* Excerpted text:
- - - - - - -

During 1990, several sisters researched the possibility of further Josephite involvement in Third World countries
As a consequence, and following an exploratory visit to the diocese of Garanhuns, Pernambuco, in north eastern Brazil, the Bishop invited the Congregation to make a foundation in his Diocese. Sister Johanna de Bont was missioned there in December 1992 where she lived for three years. She then responded to an invitation to live and serve in a newly formed parish on the outskirts of Salvador city. In 1998, she was joined by Sister Helen Caughley and following a period of personal renewal, Johanna took up the challenge of engaging in teaching self-awareness programs based on the enneagram, living in various smaller towns and cities in the State of Bahia. Today, the Sisters in Brazil form part of the Nova Esperanza Local Community which comprises all Josephites living in Peru and Brazil.

- - - - - - -

Records from a data source:
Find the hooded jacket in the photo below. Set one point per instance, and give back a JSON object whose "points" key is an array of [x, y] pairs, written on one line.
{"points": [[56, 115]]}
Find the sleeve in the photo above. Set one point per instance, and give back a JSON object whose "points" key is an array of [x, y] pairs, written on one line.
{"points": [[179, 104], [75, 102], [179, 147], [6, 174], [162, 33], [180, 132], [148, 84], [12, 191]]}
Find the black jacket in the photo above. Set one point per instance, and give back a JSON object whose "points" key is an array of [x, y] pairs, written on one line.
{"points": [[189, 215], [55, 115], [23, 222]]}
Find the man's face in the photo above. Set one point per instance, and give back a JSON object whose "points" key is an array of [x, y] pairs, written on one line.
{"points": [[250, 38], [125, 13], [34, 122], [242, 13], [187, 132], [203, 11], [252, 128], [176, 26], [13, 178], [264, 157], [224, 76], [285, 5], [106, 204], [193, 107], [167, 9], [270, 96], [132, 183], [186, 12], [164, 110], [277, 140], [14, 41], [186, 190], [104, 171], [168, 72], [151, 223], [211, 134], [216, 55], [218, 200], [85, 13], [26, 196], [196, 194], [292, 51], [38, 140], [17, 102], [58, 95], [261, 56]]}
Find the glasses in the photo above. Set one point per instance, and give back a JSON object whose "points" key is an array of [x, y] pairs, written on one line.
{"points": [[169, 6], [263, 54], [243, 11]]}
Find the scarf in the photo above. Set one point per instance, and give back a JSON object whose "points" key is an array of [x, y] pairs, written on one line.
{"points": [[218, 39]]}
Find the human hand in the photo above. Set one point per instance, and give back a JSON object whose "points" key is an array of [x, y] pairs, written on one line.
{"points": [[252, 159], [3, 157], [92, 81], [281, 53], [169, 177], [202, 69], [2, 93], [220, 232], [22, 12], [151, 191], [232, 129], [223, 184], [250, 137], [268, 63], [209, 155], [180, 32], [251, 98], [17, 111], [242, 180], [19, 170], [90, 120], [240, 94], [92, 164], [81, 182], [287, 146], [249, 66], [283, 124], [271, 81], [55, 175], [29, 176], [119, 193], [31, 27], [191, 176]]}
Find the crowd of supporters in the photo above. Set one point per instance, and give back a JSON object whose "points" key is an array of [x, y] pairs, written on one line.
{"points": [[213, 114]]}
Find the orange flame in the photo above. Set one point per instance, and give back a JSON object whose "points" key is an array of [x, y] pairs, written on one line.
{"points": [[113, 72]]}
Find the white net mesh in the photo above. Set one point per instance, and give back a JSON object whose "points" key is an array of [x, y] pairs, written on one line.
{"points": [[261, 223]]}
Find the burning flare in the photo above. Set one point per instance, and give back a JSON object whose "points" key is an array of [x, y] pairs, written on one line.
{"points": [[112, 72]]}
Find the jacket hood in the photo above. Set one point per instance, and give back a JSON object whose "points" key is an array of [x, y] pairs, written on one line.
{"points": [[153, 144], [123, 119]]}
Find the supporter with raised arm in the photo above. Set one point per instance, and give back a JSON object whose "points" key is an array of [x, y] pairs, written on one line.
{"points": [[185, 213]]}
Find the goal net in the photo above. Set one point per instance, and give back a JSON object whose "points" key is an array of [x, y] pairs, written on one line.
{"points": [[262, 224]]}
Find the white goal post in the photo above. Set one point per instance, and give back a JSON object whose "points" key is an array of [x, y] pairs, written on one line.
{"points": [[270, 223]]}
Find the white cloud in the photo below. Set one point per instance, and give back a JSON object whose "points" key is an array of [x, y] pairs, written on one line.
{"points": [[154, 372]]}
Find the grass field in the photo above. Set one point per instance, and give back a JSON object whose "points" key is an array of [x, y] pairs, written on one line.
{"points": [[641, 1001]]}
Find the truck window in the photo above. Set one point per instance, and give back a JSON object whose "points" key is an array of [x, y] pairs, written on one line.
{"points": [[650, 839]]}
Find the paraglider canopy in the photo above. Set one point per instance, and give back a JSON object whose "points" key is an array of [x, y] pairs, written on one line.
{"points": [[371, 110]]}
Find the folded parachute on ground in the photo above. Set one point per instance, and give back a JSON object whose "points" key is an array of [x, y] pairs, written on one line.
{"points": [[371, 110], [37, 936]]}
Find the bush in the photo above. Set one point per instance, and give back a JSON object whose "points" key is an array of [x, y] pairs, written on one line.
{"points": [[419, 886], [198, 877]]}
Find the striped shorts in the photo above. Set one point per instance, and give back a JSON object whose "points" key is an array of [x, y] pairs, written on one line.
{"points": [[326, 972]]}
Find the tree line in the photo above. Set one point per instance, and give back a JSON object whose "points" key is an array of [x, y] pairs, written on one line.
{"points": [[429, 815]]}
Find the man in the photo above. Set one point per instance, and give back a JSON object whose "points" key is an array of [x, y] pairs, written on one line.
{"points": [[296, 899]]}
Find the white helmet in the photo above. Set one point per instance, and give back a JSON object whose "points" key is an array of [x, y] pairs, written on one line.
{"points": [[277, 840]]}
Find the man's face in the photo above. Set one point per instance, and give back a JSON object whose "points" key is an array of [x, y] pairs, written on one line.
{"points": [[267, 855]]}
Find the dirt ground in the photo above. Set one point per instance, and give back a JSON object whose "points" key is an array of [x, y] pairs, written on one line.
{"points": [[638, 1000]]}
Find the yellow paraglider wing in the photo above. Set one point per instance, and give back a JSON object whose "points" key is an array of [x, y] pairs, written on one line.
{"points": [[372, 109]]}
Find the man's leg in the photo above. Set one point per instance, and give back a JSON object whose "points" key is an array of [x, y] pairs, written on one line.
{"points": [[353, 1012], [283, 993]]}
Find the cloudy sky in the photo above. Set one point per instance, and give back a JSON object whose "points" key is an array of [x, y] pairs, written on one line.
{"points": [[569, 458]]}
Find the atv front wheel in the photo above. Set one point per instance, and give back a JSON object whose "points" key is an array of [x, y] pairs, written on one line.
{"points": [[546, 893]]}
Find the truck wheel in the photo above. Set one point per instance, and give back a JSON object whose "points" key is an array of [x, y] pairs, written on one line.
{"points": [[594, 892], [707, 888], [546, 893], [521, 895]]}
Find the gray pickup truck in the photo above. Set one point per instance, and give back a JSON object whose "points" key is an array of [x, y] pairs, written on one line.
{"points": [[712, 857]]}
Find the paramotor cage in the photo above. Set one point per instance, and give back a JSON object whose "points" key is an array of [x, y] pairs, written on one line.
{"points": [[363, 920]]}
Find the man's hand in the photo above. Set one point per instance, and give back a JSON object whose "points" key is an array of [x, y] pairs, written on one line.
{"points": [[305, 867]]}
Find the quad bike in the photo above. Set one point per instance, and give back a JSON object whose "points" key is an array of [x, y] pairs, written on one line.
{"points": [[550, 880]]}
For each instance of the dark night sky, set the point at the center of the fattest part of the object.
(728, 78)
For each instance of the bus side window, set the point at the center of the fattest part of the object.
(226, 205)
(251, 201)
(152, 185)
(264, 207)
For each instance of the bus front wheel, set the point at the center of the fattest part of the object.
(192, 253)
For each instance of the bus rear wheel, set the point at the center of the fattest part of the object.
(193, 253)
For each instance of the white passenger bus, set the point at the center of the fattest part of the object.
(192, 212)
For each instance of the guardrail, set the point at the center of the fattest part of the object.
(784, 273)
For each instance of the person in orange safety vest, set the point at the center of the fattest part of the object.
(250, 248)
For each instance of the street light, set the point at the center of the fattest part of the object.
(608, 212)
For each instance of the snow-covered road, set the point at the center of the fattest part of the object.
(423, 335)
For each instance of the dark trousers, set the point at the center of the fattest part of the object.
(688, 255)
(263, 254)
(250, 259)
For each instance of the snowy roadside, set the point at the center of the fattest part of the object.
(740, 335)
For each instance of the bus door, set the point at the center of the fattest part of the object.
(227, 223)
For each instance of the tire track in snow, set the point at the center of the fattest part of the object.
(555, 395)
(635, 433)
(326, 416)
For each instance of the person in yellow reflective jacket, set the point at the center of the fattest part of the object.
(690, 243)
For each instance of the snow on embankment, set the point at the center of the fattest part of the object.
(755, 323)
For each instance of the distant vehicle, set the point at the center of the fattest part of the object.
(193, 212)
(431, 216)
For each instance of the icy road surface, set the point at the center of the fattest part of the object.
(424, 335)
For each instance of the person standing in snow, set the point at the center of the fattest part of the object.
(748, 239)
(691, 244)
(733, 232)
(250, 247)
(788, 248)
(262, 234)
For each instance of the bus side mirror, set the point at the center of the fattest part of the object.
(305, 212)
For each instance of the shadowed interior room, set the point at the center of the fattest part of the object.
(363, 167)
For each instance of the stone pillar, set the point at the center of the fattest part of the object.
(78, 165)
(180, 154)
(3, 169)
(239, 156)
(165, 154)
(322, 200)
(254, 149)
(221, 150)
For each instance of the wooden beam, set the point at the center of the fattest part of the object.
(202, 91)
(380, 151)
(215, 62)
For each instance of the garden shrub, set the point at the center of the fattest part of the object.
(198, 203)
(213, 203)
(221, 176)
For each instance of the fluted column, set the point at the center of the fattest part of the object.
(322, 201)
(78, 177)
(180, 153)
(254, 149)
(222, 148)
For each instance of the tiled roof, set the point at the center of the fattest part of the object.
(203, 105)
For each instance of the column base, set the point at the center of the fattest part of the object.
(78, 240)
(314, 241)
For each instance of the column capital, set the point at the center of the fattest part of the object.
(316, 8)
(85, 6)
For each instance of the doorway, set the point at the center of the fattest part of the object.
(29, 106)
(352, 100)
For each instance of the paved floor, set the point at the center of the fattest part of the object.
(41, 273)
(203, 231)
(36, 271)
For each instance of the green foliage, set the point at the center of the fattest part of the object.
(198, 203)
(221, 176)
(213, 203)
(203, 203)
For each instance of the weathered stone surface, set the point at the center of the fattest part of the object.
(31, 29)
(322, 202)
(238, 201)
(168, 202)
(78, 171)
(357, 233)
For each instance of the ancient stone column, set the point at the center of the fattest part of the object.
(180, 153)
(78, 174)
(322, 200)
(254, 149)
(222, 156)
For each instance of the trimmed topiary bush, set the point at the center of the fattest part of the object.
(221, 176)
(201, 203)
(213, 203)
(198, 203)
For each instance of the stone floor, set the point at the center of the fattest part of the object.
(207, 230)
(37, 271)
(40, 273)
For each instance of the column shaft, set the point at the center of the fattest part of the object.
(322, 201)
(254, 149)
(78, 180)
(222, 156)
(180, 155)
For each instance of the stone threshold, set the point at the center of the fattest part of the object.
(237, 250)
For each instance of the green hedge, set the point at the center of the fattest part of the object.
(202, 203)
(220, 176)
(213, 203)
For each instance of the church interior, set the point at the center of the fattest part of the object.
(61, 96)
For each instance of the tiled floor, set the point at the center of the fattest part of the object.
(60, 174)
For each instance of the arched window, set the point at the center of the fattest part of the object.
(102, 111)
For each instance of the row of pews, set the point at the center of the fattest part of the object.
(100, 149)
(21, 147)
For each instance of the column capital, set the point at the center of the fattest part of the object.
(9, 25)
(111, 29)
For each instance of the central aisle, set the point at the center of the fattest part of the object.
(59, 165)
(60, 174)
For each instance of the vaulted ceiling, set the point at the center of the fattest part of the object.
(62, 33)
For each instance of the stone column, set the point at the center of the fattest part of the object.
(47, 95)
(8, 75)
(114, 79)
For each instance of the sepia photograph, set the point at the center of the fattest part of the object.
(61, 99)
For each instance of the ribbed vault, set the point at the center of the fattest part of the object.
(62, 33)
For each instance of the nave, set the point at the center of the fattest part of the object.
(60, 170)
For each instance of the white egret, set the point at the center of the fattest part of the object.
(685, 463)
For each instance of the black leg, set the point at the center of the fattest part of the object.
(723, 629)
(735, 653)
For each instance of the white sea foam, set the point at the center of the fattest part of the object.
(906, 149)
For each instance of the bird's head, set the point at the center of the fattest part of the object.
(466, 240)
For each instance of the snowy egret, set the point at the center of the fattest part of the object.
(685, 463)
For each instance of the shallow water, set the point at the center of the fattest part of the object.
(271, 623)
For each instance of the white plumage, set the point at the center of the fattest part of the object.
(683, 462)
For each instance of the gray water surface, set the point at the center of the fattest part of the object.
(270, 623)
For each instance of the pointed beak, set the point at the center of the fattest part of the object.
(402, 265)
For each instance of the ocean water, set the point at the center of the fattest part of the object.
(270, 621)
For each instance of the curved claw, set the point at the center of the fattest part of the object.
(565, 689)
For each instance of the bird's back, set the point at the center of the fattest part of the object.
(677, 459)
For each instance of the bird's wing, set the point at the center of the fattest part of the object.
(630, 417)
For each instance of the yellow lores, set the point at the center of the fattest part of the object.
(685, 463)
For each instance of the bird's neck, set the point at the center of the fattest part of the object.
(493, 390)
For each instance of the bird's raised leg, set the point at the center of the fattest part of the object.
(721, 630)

- - - - - - -

* Task directions: Continue the passage about the Josephite sisters in Brazil from its last sentence.

* Reply to the task:
These two sisters ministered to poor and disadvantaged people in the city of Salvador, Bahia. On its outskirts one of them worked with the internal migrants who have arrived from drought-stricken country areas and offered them various forms of parish community building and pastoral work. The other sister travelled to different community groups in the area and taught self-knowledge and personal liberation using the Enneagram system.
Brazil is a land of stark contrasts, especially between the very rich and very poor. Its population of over 200 million people has roots in four continents including Africa which saw six million of its people sent to Brazil as slaves. In spite of its having adopted a western European way of life, its wide cultural mix has given Brazil its distinctively rich, diverse and colourful culture. The people are very warm, vibrant and welcoming and, in spite of hardships, know how to celebrate.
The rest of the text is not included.